→ STATED PROBLEM A
Reproduce word for word the passage of the cable on Medvedev and United Russia from "Criticism - Constructive" up to and including "over government policies.".

→ GIVEN TEXT
-- Begin --

DE RUEHMO #1350/01 1461315
P 261315Z MAY 09

C O N F I D E N T I A L SECTION 01 OF 03 MOSCOW 001350 
E.O. 12958: DECL: 05/26/2019 
Classified By: Political Minister Counselor Alice G. Wells; reasons 1.4 
1. (C) Summary: In the past week President Medvedev has 
stepped forward to chastise United Russia, Prime Minister 
Putin's political creation and vehicle for his political 
interests, for its reluctance to engage political opponents 
in public debate. This salvo at United Russia has triggered 
predictable speculation over more contentious relations to 
come between Medvedev and Putin. The question of debates and 
governing party/government performance also comes at a time 
when rumors abound of Medvedev swapping out long-time and/or 
ineffective governors for persons loyal to him.  While party 
insiders assured us of the ongoing, stable cooperation 
between the two leaders, they also told us that the 
uncertainty of the length and depth of the economic crisis 
has left top party leaders unwilling to assume that they can 
coast to victory in fall regional elections, and thereby 
leading them to take steps now such as identifying 
ineffective regional governors, in an attempt not to cede any 
political space to the opposition.  End Summary. 
Criticism - Constructive or Destructive? 
2. (C) On the heels of Prime Minister Putin's interview to 
Japanese media, in which he posited a scenario under which he 
might return as president in 2012 (Ref A), President Medvedev 
criticized the reluctance of United Russia to engage 
opposition parties in public debate over government policies. 
The lashing was construed by many observers as a reaction to 
the Putin's comments and/or criticism of the leadership of 
the government party in failing to appropriately defend 
government actions from opposition attacks. After it recused 
itself from a first debate with Just Russia, United Russia 
presidium secretary Vyacheslav Volodin stepped up to 
represent the party in a second face-off with Just Russia.

-- End --

→ STATED PROBLEM B
Identify each line of the listing that contains the string "patterned", with case significant, and copy every such line.

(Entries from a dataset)
-- Begin --

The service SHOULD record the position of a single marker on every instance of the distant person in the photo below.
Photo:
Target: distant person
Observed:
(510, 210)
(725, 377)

-- End --
-- Begin --

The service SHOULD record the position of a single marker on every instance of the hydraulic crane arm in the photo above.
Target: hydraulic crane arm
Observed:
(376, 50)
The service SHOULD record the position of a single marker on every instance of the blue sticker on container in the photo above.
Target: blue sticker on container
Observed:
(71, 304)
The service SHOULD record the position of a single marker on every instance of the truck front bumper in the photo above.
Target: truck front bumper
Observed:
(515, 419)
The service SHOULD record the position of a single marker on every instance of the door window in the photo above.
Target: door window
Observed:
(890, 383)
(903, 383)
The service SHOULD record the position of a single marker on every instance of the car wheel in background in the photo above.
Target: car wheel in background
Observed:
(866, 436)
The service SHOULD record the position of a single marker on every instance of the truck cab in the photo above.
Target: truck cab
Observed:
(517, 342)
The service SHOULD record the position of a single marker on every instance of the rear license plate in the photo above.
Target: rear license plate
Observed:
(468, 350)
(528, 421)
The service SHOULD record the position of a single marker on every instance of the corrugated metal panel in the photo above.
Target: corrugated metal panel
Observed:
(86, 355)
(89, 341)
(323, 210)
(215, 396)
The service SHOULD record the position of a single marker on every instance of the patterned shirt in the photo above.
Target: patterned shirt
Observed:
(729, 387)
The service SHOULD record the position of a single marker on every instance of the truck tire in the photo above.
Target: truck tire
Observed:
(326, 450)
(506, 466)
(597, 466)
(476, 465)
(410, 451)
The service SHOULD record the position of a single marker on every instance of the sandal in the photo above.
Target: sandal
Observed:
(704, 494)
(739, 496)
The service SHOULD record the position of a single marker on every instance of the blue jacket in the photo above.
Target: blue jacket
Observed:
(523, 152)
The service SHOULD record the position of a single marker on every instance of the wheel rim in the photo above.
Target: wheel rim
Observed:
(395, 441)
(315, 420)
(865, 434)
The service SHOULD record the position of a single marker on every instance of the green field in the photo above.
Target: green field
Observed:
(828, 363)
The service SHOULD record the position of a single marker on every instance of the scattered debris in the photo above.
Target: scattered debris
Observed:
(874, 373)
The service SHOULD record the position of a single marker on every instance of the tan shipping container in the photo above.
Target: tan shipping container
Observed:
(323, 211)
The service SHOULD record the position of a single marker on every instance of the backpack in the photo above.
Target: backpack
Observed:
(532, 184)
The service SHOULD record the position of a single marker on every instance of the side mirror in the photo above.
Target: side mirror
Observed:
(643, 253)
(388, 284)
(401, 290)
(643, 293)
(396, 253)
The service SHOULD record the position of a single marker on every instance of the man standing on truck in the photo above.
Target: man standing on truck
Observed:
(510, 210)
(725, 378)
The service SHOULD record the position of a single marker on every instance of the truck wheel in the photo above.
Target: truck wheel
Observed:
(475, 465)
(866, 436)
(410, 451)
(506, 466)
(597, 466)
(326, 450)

-- End --

→ RIGHT ANSWER A
Criticism - Constructive or Destructive? 
2. (C) On the heels of Prime Minister Putin's interview to 
Japanese media, in which he posited a scenario under which he 
might return as president in 2012 (Ref A), President Medvedev 
criticized the reluctance of United Russia to engage 
opposition parties in public debate over government policies.

→ RIGHT ANSWER B
The service SHOULD record the position of a single marker on every instance of the patterned shirt in the photo above.
Target: patterned shirt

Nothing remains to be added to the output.